Data records START

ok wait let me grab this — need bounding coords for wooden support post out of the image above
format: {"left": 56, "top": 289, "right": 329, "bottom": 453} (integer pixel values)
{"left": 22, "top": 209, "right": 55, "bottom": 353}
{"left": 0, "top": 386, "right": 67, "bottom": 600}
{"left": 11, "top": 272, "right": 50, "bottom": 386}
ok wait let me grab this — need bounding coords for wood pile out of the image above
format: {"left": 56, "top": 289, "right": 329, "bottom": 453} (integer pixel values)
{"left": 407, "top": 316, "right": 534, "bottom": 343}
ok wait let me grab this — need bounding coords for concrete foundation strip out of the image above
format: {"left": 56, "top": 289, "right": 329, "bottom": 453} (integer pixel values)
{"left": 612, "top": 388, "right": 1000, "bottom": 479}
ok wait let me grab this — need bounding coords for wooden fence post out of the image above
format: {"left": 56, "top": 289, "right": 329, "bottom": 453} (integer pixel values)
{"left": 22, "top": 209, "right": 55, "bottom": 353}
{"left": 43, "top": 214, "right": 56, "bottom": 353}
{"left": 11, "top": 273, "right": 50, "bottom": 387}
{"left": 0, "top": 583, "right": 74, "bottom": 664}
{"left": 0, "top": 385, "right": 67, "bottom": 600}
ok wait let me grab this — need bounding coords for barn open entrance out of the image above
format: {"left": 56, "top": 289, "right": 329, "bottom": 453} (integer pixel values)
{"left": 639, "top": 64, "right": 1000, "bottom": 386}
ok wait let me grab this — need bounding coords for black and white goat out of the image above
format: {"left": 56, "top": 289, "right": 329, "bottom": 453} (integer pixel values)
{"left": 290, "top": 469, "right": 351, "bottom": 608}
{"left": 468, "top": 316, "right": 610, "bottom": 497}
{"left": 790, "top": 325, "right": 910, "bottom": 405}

Data records END

# Assigned task
Print the listing in full, exactly as given.

# Result
ok wait let me grab this — need bounding coords for wooden support post out of the image above
format: {"left": 56, "top": 289, "right": 329, "bottom": 453} (integer pixel values)
{"left": 22, "top": 209, "right": 55, "bottom": 353}
{"left": 0, "top": 386, "right": 67, "bottom": 600}
{"left": 11, "top": 272, "right": 50, "bottom": 386}
ok wait let me grab this — need bounding coords for wood pile out of the image above
format: {"left": 56, "top": 289, "right": 329, "bottom": 453} (integer pixel values)
{"left": 407, "top": 316, "right": 534, "bottom": 343}
ok wait let me grab this — need bounding coords for concrete foundation strip out of the image above
format: {"left": 56, "top": 289, "right": 329, "bottom": 453} (integer pixel values)
{"left": 612, "top": 388, "right": 1000, "bottom": 479}
ok wait let me grab this — need bounding coords for wooden fence post out of the image above
format: {"left": 56, "top": 289, "right": 329, "bottom": 453} (integer pixel values)
{"left": 22, "top": 209, "right": 55, "bottom": 353}
{"left": 43, "top": 214, "right": 56, "bottom": 353}
{"left": 11, "top": 273, "right": 50, "bottom": 387}
{"left": 0, "top": 583, "right": 74, "bottom": 664}
{"left": 0, "top": 385, "right": 67, "bottom": 600}
ok wait let me grab this — need bounding coords for barn open entrance out of the image above
format: {"left": 56, "top": 289, "right": 329, "bottom": 453} (integer pixel values)
{"left": 639, "top": 64, "right": 1000, "bottom": 386}
ok wait let me grab this — need bounding coords for black and white goat out of the image above
format: {"left": 56, "top": 289, "right": 329, "bottom": 453} (integer pixel values)
{"left": 290, "top": 469, "right": 351, "bottom": 608}
{"left": 468, "top": 316, "right": 610, "bottom": 497}
{"left": 790, "top": 325, "right": 910, "bottom": 405}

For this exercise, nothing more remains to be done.